Beginning at the line containing "of the blue", output every line to the end of the data below exactly as it appears.

****************

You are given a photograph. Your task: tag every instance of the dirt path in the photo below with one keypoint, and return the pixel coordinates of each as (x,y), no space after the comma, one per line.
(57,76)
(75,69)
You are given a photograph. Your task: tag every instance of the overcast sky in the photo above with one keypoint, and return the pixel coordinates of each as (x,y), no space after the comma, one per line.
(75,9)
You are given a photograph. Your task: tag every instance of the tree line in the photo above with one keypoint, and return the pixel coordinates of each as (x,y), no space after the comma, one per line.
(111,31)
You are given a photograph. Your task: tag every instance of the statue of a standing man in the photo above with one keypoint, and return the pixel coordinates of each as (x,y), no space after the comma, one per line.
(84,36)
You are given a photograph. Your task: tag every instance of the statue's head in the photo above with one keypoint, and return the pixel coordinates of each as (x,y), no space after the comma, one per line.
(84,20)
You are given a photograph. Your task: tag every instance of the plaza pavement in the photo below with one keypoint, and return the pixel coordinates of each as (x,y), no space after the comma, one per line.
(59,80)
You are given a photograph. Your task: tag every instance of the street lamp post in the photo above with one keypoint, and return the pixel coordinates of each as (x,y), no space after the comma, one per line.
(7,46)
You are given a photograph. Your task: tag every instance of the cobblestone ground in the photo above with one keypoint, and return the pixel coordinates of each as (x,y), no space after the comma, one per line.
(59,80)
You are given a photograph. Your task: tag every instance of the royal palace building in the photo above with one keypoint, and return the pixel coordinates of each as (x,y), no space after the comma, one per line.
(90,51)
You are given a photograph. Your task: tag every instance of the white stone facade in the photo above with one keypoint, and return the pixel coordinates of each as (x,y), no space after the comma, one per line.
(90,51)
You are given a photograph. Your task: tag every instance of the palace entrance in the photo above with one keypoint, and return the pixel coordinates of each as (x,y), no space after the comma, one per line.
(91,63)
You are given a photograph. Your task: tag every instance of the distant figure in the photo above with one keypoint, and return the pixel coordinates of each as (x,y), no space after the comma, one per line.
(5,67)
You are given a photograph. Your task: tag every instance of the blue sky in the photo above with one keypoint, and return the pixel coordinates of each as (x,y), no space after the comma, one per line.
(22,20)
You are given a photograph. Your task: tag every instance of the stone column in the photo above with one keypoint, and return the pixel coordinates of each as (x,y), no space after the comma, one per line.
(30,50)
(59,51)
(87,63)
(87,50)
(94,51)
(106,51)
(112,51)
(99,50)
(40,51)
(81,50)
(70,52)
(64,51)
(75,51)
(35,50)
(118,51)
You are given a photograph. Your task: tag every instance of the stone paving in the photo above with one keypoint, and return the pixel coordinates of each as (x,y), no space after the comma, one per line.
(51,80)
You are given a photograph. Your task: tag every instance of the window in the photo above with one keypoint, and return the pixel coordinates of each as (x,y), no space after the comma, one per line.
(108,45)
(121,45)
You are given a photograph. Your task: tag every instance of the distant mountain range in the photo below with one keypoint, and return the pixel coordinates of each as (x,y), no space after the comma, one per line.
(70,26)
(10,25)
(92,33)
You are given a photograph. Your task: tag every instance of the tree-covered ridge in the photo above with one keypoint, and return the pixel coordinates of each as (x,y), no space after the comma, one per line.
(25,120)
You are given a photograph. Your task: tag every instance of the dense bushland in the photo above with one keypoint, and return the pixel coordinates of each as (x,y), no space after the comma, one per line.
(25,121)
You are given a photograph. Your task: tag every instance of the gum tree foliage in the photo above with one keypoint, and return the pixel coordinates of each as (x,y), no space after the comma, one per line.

****************

## Expected answer
You are given a photograph. Your task: tag every instance of the blue sky in the photo above with one keypoint, and return the pixel coordinates of each as (x,y), no space after the comma, one per line.
(22,20)
You are given a photograph. Your task: tag every instance of the stone column in the photo above with one keypoint, and return the pixel coordinates of each as (x,y), no space after the comma, one per line.
(30,50)
(59,51)
(87,63)
(87,50)
(94,51)
(106,51)
(112,51)
(99,50)
(40,51)
(81,50)
(70,52)
(64,51)
(75,51)
(35,50)
(118,51)
You are given a photograph. Your task: tag every instance of the stone paving in the photo above with one keypoint, and return the pixel coordinates of each as (x,y), no space after the comma, one per line.
(51,80)
You are given a photograph. Your task: tag every instance of the window in the photo above with one keypoint, and return the pixel coordinates of each as (x,y), no space after the comma, one per line.
(108,45)
(121,45)
You are given a photograph. Your task: tag every instance of the distant mountain range in the photo below with one keypoint, and return the pixel coordinates of each as (x,y), no space after the comma, one per line.
(70,26)
(10,25)
(92,33)
You are given a photograph. Your task: tag every instance of the tree-covered ridge in the photo above with one keypoint, and return the pixel coordinates of each as (x,y), no space after the comma, one per line.
(25,120)
You are given a photograph. Your task: tag every instance of the dense bushland in the photo above with one keypoint, and return the pixel coordinates of each as (x,y), no space after the comma, one per line.
(25,121)
You are given a photograph. Your task: tag every instance of the gum tree foliage in the photo above with one keypoint, and return the pixel coordinates of each as (x,y), no space after the comma, one per line.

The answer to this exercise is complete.